[Extracted records]
-=-=-=-=-

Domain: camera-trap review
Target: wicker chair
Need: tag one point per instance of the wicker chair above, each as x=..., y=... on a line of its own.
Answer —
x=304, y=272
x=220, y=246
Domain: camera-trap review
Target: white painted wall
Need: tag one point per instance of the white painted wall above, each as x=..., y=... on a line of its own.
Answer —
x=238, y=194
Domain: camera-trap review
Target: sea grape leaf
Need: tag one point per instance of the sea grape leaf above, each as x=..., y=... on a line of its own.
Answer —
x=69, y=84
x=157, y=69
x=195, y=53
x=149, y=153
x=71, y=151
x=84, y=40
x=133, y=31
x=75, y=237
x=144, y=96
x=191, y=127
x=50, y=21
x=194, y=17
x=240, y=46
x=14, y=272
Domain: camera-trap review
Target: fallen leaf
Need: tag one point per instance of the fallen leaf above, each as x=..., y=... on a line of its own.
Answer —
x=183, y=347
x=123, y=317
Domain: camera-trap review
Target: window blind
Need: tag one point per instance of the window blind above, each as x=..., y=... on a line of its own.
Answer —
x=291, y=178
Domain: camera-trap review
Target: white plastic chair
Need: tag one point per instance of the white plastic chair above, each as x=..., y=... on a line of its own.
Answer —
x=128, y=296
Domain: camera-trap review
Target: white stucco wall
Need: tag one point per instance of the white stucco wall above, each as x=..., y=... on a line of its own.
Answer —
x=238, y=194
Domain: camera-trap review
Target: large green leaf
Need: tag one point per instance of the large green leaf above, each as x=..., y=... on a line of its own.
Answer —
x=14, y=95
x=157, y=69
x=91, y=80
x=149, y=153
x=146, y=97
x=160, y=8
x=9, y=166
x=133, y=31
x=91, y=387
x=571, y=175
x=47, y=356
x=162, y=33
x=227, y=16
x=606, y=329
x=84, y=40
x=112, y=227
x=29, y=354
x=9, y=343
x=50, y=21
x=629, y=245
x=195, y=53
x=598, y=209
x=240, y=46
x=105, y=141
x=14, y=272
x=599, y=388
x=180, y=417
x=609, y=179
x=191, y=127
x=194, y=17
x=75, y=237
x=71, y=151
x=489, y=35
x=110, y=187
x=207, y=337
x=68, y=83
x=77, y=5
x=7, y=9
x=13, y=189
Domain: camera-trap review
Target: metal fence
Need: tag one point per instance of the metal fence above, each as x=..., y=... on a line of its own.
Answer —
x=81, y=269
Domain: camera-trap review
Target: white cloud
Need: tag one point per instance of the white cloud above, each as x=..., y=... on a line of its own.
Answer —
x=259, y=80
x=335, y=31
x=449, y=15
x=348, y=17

-=-=-=-=-

# Assignment
Each line of the entries above that contains "large" is to be copied.

# Task response
Target: large green leaf
Need: tag one point per instance of the large green leaf above, each as x=..., y=... on a line of its own.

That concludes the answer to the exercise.